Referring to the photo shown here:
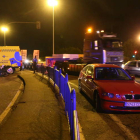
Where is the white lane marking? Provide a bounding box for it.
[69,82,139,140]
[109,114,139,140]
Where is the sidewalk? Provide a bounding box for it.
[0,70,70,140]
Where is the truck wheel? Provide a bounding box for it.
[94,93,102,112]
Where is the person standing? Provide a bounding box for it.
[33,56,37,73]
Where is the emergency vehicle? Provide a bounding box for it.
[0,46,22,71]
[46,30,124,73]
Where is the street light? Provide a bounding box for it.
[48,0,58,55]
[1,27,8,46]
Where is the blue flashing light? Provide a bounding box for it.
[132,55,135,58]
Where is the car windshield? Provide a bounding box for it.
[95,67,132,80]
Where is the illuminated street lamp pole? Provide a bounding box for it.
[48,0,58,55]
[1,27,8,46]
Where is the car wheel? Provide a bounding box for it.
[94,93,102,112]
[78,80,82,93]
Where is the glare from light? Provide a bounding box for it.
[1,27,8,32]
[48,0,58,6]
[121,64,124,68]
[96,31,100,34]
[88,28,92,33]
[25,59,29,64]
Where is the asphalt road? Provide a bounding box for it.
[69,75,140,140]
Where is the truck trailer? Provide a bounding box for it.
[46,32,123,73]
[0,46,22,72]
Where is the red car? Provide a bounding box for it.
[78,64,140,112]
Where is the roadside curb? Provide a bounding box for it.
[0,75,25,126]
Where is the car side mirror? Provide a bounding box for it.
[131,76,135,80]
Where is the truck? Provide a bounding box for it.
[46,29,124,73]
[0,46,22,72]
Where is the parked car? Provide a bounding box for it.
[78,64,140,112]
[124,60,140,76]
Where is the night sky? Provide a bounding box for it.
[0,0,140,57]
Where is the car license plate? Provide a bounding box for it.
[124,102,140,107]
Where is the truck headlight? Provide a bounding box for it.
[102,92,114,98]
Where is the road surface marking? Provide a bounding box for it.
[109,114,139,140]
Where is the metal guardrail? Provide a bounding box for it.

═══

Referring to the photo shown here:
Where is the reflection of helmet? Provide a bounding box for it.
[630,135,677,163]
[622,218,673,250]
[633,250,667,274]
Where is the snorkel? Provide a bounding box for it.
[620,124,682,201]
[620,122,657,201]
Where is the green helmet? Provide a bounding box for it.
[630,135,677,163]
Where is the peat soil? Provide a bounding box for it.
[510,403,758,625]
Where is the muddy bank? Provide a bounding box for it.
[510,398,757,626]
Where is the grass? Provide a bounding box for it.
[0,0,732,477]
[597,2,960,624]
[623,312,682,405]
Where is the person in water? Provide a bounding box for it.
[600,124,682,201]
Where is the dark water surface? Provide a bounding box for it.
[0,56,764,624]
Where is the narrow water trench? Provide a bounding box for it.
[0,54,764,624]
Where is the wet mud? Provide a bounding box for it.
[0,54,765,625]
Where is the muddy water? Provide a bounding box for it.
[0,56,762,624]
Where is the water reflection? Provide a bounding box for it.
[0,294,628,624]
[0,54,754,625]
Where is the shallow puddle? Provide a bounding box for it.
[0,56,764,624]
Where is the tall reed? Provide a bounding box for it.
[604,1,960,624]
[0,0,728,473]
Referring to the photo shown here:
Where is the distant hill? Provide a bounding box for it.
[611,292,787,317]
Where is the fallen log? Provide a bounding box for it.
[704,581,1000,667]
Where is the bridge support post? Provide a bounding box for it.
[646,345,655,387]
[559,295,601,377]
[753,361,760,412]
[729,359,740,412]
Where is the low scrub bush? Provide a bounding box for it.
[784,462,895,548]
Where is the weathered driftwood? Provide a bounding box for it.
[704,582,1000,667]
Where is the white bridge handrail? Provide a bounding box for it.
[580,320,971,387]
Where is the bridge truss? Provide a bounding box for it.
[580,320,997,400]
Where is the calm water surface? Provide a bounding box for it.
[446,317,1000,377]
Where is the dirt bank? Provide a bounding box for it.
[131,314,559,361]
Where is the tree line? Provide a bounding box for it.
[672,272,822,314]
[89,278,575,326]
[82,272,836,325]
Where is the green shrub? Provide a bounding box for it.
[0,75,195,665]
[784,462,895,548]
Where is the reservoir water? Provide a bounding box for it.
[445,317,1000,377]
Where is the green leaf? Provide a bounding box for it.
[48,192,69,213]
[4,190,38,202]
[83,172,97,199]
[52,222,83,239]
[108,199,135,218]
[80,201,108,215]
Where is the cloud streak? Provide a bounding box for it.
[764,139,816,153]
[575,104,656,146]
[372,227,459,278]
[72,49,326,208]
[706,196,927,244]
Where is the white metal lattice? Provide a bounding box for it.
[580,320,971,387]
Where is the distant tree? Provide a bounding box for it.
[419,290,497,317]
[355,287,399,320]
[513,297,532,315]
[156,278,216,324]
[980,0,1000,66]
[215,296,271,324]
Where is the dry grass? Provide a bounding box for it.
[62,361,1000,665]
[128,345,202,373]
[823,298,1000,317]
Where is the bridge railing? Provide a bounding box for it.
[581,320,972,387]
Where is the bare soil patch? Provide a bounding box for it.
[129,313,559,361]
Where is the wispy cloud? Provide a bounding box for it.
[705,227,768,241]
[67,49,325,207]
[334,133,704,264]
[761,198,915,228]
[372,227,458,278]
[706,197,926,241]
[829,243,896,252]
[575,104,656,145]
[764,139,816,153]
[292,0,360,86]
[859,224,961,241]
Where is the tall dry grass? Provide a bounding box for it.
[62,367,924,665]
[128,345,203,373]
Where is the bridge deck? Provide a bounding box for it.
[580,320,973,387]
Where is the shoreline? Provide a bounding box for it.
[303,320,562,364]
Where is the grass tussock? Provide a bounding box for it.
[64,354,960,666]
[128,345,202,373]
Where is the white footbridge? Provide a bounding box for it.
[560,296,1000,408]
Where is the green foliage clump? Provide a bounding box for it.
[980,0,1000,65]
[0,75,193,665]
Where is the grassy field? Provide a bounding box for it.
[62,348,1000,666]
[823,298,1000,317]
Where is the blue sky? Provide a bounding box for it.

═══

Edit the stretch from the line containing "Where is the green helmet?" through the line containing "[445,317,1000,377]" so that each "bridge" becomes "walkway", and give back only those lines with nothing else changed.

Solution
Where is the green helmet? Provide a bounding box for it.
[630,135,677,163]
Where is the peat soil? Provide a bounding box for it.
[510,403,758,625]
Where is the muddy bank? Provide a bounding box for it.
[510,398,757,626]
Where is the grass? Provide a bounding box for it.
[0,0,732,477]
[597,2,960,624]
[623,312,682,405]
Where is the person in water? Provide a bounding box for it.
[600,124,682,201]
Where is the dark water surface? Provide a bounding box for it.
[0,56,764,624]
Where is the narrow water trench? Provide a bounding box for it.
[0,54,764,624]
Where is the wet mud? Provide a bounding box for it.
[0,54,765,625]
Where is the muddy water? Provide a bounding box for it.
[0,56,762,624]
Where is the water reflection? Provide a bounding box for it.
[0,294,628,624]
[0,54,754,625]
Where is the shallow puddle? Provide a bounding box for it.
[0,56,764,624]
Where is the tall reed? Provide a bounding box for it.
[604,1,960,624]
[0,0,728,473]
Referring to the photo shown here:
Where is the distant hill? Provide a bounding box for it.
[611,292,787,317]
Where is the fallen log? Provide a bounding box for it.
[704,581,1000,667]
Where is the walkway support post? Provide a bounding box for it.
[646,345,655,387]
[559,295,601,377]
[753,361,760,412]
[729,359,740,412]
Where is the low scrub bush? Provide a bounding box for it.
[784,462,895,548]
Where is the weathered driftwood? Provide a bounding box for it.
[704,582,1000,667]
Where is the white walkway handrail? Provide a bounding box for it.
[580,320,971,387]
Where is the walkway truss? Provide a bounding box for it.
[580,320,997,400]
Where is the calm water surface? Provide a bounding box for it.
[446,317,1000,377]
Where is the dirt bank? Provide a bounding box for it.
[131,314,559,361]
Where is the tree line? Provide a bounding box for it.
[672,272,822,314]
[89,278,575,326]
[82,272,836,325]
Where is the green shrub? Provide a bounding box for it.
[0,75,195,665]
[784,462,895,548]
Where is the reservoir water? Provide a bounding box for it.
[445,317,1000,377]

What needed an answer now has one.